▶ _Exercise details_: All lines after the one containing "In this photo, each instance of the green" are needed, along with that line itself. Please repeat them exactly through the end of the entries.

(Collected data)

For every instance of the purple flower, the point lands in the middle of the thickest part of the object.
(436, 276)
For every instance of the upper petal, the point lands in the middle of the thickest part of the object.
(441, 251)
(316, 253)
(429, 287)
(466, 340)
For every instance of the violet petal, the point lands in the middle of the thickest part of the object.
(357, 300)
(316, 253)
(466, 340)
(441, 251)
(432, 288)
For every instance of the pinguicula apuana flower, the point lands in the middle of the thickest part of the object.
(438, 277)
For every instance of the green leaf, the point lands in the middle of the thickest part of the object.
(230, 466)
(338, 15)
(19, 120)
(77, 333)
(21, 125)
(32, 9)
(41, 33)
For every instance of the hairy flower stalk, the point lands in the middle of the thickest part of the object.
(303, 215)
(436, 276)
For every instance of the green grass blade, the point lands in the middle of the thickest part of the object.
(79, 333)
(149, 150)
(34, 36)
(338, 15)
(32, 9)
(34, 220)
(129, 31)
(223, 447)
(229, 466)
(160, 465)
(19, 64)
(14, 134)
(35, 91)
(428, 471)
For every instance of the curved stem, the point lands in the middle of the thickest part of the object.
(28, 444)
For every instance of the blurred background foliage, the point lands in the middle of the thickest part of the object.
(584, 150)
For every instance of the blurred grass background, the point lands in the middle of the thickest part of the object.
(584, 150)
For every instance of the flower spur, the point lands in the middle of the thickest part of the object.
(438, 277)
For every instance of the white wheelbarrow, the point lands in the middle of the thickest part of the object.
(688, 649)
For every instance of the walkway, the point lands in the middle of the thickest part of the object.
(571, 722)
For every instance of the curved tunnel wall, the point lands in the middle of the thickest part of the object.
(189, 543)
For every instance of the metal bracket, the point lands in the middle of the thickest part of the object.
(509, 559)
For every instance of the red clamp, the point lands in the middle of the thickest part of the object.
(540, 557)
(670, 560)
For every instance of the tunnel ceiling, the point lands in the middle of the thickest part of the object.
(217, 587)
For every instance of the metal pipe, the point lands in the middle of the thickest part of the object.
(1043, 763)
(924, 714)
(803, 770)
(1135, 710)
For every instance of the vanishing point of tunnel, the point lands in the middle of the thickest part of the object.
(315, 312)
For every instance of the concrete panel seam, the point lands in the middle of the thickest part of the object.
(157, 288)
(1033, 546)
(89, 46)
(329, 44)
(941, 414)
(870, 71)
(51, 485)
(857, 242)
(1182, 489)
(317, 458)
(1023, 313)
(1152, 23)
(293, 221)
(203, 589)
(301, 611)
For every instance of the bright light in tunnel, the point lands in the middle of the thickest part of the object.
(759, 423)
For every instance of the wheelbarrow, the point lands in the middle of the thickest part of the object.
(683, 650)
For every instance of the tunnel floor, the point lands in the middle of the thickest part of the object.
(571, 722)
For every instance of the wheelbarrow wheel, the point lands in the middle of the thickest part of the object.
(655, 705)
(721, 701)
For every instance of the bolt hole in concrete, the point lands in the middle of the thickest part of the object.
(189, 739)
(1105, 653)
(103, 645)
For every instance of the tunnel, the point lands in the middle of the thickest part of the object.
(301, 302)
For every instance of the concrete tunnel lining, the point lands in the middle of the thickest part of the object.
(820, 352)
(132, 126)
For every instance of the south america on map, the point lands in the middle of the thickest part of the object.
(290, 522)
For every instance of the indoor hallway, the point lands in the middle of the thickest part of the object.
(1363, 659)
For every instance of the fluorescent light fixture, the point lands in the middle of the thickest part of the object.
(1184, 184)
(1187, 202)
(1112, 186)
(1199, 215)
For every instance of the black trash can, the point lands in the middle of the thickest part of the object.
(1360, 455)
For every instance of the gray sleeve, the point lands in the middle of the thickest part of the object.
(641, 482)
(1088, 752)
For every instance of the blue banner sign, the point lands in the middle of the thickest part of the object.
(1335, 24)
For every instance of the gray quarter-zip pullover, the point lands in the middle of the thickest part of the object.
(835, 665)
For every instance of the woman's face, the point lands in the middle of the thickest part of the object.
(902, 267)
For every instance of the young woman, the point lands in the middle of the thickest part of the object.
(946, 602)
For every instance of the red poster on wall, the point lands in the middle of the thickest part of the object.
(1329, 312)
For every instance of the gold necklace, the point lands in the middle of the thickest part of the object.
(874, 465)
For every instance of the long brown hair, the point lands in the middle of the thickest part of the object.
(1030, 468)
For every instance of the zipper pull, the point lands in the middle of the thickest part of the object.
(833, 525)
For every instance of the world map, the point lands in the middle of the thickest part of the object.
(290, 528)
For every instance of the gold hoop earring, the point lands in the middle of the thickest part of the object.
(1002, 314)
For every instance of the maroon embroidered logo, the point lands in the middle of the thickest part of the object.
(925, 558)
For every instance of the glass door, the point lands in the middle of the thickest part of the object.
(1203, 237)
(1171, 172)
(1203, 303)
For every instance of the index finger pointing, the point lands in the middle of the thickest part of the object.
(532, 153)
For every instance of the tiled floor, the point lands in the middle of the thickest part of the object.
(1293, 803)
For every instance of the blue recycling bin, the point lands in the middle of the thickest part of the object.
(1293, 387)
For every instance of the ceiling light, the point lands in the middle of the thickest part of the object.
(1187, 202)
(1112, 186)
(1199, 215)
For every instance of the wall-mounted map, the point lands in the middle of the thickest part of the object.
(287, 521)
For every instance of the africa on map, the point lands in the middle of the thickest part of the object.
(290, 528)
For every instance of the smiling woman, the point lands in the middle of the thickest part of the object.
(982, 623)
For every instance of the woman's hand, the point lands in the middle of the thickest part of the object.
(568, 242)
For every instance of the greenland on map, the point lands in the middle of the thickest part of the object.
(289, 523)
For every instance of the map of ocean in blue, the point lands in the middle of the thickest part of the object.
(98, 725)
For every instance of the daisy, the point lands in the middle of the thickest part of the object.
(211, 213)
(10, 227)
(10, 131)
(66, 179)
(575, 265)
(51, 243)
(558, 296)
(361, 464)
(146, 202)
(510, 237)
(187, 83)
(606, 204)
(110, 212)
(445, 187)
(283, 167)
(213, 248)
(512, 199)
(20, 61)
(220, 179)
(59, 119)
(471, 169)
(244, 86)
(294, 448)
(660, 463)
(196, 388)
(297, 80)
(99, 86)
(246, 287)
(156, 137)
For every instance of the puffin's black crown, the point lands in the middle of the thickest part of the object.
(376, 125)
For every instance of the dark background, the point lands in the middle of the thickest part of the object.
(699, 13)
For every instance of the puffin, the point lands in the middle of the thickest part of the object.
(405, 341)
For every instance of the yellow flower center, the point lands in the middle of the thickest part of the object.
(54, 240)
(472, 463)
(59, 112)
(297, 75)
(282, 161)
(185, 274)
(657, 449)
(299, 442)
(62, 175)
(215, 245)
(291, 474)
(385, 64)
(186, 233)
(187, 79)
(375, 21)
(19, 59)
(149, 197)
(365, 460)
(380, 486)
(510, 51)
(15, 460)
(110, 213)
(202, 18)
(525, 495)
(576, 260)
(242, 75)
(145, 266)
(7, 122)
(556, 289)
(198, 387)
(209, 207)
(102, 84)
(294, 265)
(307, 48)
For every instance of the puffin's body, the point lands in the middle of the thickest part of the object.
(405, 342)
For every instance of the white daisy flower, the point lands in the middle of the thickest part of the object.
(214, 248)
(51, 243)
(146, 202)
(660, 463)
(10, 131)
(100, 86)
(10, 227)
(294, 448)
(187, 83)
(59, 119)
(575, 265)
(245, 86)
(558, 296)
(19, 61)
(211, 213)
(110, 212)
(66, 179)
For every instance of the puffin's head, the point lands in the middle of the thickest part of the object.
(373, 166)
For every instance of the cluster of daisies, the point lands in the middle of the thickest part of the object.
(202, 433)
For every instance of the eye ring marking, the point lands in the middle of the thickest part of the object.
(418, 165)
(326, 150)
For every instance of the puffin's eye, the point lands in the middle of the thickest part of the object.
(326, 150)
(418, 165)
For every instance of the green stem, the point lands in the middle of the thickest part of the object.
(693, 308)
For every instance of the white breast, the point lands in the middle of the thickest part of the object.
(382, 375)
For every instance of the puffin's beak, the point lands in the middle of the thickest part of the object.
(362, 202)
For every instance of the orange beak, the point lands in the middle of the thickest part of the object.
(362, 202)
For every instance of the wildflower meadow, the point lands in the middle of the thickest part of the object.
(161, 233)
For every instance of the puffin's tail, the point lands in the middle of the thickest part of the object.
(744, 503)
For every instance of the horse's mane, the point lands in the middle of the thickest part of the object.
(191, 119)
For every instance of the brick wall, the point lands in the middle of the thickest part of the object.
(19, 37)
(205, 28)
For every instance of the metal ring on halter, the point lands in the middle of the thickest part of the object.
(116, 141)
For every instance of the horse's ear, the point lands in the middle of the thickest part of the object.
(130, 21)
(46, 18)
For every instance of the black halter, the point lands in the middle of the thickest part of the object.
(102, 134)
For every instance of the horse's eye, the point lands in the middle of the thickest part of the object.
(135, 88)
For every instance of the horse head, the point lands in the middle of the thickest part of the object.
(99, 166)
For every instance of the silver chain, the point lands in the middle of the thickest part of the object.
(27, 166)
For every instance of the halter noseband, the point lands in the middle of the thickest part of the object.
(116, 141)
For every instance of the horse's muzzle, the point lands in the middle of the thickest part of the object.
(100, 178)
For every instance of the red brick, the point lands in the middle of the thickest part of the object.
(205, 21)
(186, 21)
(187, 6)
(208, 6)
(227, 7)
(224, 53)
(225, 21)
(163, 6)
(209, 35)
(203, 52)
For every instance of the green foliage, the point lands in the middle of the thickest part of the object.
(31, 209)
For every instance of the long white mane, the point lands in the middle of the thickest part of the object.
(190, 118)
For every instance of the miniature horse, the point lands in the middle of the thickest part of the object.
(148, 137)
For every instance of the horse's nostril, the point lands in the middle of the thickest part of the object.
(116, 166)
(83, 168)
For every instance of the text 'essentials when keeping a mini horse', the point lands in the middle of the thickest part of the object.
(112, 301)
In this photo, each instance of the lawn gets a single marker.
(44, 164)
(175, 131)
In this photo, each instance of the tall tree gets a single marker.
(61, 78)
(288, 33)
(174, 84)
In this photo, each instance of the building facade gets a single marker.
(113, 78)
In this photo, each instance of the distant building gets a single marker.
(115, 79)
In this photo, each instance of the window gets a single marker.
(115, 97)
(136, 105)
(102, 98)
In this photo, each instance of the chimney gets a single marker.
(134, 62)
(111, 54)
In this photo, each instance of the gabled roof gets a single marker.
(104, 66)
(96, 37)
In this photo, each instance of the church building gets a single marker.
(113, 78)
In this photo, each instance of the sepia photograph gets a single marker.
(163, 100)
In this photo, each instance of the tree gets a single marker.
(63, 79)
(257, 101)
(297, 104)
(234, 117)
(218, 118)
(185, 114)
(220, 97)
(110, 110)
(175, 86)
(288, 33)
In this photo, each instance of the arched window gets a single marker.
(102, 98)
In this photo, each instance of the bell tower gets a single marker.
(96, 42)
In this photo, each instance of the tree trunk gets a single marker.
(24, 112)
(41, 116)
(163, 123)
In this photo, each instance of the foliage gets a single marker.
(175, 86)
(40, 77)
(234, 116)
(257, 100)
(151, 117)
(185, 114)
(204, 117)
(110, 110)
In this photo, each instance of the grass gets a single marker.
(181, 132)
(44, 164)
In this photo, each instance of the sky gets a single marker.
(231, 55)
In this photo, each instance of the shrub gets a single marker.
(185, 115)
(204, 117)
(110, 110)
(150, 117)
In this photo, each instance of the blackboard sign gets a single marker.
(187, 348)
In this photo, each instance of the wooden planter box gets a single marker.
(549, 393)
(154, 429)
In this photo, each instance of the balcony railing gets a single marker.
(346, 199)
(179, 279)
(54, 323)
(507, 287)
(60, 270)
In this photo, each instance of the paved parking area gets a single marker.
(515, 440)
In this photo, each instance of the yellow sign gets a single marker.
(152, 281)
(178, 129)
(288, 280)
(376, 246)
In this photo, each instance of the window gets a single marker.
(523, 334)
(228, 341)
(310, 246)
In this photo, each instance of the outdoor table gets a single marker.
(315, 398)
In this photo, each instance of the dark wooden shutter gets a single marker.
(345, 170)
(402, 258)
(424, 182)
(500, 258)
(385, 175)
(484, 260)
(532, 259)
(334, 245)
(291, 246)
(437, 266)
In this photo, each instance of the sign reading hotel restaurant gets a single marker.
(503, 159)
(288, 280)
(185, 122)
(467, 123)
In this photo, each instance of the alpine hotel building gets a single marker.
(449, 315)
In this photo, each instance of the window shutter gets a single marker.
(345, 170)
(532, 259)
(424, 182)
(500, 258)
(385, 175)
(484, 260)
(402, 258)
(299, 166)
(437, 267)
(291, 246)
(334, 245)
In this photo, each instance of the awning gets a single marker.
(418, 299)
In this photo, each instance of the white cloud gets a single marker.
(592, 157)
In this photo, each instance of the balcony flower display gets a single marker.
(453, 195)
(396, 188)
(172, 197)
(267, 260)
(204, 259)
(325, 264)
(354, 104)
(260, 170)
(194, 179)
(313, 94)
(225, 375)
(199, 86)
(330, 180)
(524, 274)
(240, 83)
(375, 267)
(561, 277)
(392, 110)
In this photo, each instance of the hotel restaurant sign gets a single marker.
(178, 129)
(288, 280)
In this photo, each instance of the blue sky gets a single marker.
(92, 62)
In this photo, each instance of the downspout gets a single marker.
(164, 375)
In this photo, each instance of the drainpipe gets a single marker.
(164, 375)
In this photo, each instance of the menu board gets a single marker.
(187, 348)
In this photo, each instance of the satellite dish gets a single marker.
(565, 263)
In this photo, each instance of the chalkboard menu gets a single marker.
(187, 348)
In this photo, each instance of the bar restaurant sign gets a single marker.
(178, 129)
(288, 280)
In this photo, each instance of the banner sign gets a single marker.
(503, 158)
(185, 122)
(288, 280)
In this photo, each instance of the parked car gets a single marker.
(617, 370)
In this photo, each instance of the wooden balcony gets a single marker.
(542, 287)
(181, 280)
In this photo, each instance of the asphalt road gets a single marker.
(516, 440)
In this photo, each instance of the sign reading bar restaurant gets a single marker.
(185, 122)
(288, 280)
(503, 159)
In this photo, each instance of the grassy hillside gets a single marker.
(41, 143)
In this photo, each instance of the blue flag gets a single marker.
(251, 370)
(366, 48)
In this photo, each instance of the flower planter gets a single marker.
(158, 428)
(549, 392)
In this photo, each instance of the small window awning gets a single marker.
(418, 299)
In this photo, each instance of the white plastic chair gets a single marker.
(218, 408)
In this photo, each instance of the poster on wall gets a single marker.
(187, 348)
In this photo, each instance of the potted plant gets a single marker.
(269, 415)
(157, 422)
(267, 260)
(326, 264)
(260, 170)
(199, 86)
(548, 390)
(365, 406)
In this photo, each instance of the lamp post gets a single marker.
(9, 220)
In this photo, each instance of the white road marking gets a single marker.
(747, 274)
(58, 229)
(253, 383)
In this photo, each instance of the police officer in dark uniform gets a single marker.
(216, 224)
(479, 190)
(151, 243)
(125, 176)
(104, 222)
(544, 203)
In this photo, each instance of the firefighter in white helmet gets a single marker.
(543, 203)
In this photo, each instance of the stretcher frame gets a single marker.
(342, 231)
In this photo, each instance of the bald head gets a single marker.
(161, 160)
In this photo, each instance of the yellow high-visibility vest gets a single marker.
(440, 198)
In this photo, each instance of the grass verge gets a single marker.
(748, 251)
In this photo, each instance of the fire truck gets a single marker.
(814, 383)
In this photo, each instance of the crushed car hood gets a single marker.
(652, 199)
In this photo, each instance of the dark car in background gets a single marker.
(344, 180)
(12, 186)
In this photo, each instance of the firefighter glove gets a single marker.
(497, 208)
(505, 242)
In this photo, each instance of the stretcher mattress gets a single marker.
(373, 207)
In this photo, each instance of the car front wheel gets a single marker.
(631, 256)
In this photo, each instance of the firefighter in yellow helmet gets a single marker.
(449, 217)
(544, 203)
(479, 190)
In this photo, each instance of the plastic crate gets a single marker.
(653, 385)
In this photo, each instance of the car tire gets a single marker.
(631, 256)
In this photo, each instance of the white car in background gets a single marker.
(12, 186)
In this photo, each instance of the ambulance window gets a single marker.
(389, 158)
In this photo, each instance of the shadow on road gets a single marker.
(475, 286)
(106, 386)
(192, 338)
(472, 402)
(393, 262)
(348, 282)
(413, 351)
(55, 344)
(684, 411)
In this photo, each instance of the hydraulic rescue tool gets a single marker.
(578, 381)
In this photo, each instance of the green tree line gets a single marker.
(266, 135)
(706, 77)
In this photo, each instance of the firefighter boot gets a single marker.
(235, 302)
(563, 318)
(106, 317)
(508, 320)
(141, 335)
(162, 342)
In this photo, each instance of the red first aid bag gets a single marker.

▶ _Output for this exercise_:
In this photo, each instance of the green tree line gets a single marker.
(266, 135)
(706, 77)
In this photo, each instance of the firefighter boot gets a single marker.
(235, 302)
(563, 318)
(106, 317)
(508, 320)
(141, 335)
(162, 342)
In this photo, each instance of the red first aid bag gets a single marker.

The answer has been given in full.